WORK TO DO. Rewrite the items in the stretch from the line containing "Identify eye in the frame." through the line containing "[261,143,284,176]", changing "cheek" to "forehead" and keeping everything else the same. Give only those lines.

THE DATA.
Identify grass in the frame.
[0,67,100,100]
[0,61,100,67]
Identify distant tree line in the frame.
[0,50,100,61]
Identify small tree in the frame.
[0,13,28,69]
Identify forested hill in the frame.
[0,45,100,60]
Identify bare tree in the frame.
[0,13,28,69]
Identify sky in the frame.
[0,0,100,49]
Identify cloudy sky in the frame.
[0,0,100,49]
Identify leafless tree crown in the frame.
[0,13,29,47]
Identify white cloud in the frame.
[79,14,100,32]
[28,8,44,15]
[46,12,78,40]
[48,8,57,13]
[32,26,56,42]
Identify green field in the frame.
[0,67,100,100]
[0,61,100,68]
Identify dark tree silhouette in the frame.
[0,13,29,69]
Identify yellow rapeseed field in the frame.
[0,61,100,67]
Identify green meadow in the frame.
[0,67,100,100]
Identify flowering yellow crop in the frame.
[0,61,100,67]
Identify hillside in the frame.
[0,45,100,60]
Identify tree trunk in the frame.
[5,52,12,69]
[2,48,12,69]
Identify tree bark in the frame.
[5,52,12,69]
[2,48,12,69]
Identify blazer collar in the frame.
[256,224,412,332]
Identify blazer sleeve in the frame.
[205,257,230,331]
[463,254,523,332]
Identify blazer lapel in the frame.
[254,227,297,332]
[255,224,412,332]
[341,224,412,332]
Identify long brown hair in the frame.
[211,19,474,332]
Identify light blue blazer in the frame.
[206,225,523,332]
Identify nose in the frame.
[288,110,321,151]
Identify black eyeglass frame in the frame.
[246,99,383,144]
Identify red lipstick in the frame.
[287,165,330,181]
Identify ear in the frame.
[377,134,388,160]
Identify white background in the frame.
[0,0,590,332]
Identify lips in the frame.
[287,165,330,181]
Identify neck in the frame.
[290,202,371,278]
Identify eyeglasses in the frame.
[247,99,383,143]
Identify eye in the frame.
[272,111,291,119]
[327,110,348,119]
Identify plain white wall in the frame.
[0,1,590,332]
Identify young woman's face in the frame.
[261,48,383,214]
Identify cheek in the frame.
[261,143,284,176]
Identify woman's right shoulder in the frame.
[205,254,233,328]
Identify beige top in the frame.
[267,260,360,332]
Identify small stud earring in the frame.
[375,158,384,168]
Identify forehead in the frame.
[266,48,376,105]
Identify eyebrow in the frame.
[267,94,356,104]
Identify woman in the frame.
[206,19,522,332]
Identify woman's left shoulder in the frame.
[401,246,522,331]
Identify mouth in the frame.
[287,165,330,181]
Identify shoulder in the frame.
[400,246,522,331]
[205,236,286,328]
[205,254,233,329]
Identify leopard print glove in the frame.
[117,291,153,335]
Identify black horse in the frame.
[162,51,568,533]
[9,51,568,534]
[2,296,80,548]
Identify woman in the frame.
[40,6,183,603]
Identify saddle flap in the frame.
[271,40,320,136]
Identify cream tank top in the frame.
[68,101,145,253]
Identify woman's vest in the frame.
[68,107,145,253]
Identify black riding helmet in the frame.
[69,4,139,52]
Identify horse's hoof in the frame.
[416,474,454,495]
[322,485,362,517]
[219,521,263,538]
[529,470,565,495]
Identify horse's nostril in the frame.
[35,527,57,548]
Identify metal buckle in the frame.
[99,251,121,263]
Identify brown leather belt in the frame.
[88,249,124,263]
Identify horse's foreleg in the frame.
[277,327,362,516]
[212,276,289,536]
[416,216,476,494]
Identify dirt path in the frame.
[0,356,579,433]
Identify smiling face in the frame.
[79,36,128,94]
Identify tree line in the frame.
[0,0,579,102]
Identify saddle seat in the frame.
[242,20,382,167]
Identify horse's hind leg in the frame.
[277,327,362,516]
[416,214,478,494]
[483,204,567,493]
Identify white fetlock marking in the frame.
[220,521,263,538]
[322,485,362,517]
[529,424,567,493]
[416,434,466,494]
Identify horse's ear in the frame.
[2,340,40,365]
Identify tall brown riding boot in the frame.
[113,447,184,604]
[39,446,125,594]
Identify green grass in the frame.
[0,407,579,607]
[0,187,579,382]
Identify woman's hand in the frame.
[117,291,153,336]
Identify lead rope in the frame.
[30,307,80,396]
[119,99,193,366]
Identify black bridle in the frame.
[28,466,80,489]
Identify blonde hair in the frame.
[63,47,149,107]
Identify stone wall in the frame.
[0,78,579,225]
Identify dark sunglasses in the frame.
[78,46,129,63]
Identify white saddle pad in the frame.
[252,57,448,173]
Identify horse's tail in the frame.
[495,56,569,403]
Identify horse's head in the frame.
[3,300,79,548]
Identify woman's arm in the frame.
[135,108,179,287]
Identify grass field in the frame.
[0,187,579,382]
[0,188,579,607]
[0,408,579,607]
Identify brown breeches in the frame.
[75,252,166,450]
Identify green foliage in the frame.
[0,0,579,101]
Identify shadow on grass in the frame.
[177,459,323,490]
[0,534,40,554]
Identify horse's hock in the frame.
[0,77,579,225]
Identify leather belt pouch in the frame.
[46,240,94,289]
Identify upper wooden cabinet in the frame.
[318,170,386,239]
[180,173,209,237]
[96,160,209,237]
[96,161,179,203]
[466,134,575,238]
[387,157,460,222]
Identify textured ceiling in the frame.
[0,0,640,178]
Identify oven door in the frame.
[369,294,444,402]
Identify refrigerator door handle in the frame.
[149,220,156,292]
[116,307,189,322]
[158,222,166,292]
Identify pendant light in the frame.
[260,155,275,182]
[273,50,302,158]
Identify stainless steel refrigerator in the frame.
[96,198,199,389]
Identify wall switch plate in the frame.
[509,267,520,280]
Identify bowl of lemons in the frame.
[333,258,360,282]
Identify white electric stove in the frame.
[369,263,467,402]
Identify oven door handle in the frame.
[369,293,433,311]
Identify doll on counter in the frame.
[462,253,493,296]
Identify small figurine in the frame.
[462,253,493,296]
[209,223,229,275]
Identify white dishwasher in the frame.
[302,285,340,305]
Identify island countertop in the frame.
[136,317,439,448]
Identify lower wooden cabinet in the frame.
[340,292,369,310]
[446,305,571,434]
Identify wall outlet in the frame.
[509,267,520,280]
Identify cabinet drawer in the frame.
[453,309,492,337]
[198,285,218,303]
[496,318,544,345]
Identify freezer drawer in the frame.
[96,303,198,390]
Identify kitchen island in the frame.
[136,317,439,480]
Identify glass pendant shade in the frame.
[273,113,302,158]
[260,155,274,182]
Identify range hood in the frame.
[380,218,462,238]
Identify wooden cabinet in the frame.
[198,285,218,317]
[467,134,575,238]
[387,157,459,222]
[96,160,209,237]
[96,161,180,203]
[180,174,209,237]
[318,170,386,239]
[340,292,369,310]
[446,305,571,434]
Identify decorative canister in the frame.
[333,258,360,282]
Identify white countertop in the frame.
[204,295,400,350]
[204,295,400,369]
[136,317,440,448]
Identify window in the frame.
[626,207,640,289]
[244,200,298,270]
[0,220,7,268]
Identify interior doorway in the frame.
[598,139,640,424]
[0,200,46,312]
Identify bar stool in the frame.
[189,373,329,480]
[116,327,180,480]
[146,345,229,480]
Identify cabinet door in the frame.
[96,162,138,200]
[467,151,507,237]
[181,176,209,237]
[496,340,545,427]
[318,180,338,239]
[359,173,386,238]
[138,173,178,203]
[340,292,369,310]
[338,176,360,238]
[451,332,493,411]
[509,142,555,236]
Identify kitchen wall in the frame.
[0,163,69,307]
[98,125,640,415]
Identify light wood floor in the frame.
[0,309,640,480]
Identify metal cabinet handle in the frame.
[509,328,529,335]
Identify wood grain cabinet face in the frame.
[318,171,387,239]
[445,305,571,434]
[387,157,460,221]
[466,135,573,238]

THE REPLY.
Identify eye in the frame.
[272,111,291,119]
[327,110,348,119]
Identify plain white wall in the frame.
[0,1,590,332]
Identify young woman's face in the frame.
[261,48,383,214]
Identify forehead in the frame.
[261,143,284,176]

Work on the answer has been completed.